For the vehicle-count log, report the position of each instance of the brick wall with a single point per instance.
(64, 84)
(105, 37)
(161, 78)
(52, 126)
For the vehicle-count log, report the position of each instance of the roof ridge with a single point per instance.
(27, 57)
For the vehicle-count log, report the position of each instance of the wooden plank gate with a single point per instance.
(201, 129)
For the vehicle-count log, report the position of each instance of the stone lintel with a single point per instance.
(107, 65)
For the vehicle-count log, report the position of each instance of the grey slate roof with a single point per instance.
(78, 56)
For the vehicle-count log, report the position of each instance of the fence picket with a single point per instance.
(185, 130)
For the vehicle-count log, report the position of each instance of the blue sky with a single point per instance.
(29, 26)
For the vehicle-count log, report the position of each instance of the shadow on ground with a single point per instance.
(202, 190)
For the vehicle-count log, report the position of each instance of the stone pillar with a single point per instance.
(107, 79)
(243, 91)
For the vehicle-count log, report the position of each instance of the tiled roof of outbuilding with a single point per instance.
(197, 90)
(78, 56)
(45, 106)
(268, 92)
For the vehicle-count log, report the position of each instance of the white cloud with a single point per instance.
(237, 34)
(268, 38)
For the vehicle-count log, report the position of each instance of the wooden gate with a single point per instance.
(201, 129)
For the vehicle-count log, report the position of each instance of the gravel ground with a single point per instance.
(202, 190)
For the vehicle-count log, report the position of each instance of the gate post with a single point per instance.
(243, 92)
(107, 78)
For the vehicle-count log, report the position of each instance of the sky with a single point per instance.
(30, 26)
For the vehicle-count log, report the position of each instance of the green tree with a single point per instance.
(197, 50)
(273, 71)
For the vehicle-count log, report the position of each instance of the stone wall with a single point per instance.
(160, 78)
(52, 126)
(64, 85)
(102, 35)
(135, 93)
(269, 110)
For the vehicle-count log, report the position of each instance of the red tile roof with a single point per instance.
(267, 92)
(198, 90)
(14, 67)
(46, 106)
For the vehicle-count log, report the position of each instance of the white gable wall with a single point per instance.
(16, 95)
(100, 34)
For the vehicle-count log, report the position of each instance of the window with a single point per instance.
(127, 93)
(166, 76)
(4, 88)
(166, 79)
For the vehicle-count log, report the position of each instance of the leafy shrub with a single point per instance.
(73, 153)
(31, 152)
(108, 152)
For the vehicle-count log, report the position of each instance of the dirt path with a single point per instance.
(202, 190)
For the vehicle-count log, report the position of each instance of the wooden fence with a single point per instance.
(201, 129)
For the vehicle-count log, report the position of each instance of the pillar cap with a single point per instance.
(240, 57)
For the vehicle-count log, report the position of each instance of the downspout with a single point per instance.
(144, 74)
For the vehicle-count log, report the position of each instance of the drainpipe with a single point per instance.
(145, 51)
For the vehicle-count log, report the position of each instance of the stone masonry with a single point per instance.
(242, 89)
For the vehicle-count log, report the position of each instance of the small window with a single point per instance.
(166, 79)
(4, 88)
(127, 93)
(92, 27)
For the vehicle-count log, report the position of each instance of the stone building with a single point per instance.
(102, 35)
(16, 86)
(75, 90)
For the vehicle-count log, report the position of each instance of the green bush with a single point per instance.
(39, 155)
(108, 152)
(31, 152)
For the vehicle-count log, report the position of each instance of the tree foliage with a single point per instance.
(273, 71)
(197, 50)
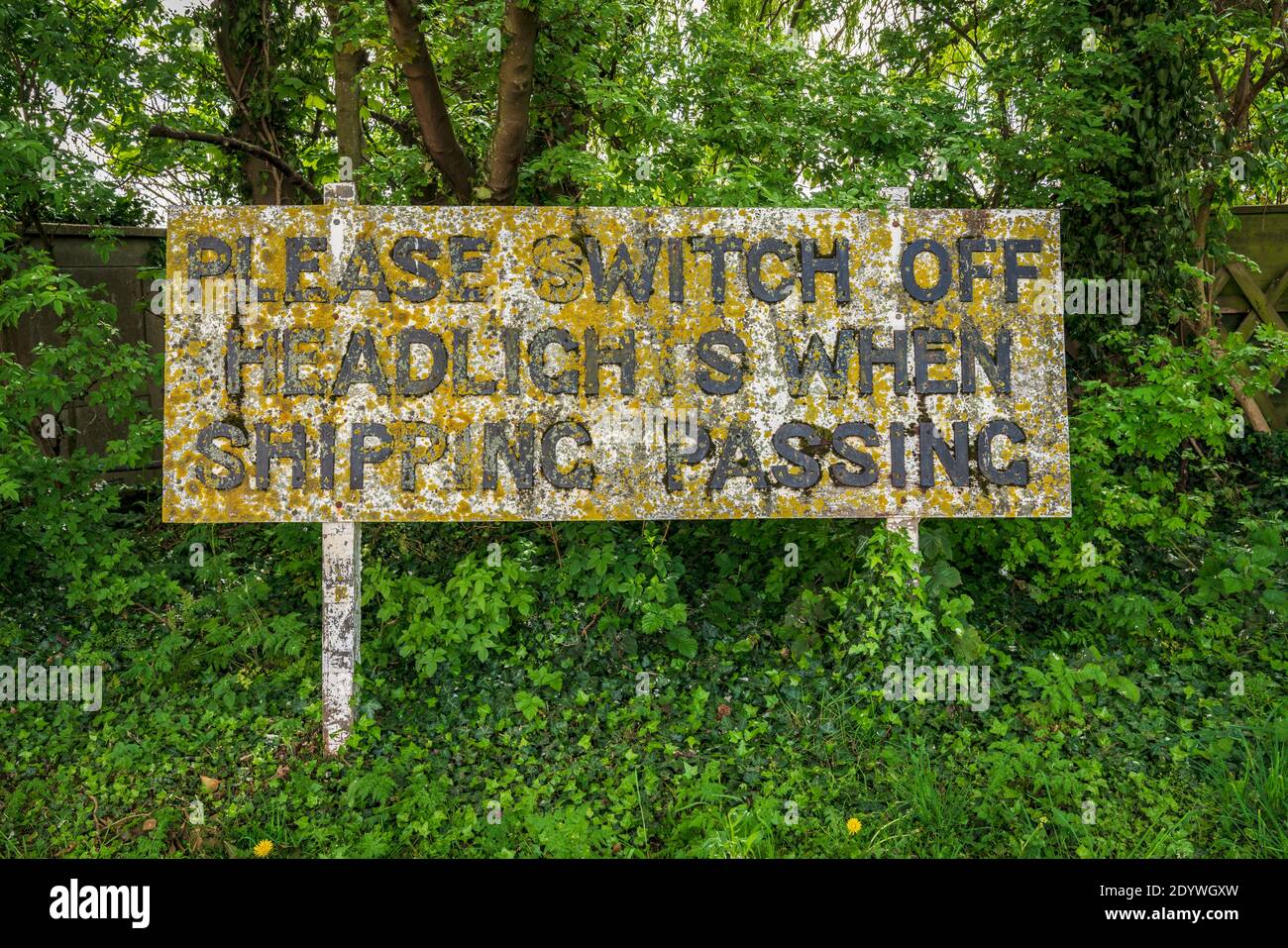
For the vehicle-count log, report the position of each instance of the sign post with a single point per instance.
(897, 198)
(342, 572)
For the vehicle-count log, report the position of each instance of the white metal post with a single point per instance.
(897, 198)
(342, 587)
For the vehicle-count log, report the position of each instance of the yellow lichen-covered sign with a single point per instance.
(552, 364)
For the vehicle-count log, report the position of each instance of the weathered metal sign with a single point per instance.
(485, 364)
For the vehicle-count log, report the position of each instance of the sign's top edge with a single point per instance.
(175, 210)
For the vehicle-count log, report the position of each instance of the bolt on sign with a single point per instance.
(550, 364)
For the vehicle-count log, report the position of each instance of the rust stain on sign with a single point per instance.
(549, 364)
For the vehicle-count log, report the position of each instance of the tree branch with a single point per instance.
(514, 97)
(426, 99)
(246, 147)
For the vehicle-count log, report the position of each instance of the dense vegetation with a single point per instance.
(695, 687)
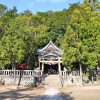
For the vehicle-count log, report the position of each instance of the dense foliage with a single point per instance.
(76, 30)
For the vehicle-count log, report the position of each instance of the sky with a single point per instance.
(38, 5)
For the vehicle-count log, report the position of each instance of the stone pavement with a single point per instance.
(52, 84)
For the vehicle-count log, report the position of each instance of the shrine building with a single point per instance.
(50, 57)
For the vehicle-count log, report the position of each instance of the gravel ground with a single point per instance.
(81, 93)
(21, 93)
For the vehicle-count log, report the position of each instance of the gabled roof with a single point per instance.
(50, 47)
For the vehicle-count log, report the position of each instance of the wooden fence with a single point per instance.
(19, 77)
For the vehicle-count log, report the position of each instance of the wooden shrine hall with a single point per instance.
(50, 58)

___

_Exercise description_
Exactly as written, give again every line from the one containing "sign post with a single point per instance." through the last line of the material, both included, with the pictures left out.

_Output for this exercise_
For the vehicle-count log, report the position of each instance of the sign post with a single point per instance.
(897, 198)
(342, 572)
For the vehicle-count log, report the position of each instance of the white metal post with a single point per instance.
(897, 198)
(342, 587)
For the vehicle-count log, report the position of each instance of the yellow lichen-covered sign with a single point per instance.
(552, 364)
For the vehicle-count log, report the position of each instance of the weathered metal sign with a single point per instance.
(485, 364)
For the vehicle-count log, report the position of each instance of the sign's top edge with a single point per instance.
(175, 210)
For the vehicle-count log, report the position of each instance of the bolt on sign with a single point per instance.
(550, 364)
For the vehicle-count log, report the position of each instance of the rust stain on sign with a single point per instance.
(549, 364)
For the vehicle-count log, report the position of each instance of the tree branch with a single point per instance.
(514, 97)
(426, 99)
(246, 147)
For the vehicle-count log, report the position of each instance of the dense vegetation with a single point per instance.
(695, 687)
For the vehicle-count log, report the position of each instance of the dense foliage with a single point per instance.
(76, 30)
For the vehicle-count log, report the position of each instance of the sky with a single point per instance.
(38, 5)
For the vehicle-count log, report the position of each instance of the stone pavement with a single point per instance.
(52, 84)
For the vehicle-count log, report the position of each instance of the shrine building with a single point per instance.
(50, 57)
For the vehicle-count log, report the position of each instance of the gravel ground with a single point per instance.
(81, 93)
(21, 93)
For the vehicle-count log, report the position of each instance of the gabled roof with a single point per instance.
(50, 47)
For the vehicle-count log, report the position of each instance of the wooden fence with a single point per instance.
(19, 77)
For the vehicle-count log, report the position of each instance of the wooden shrine hall with a single point per instance.
(50, 58)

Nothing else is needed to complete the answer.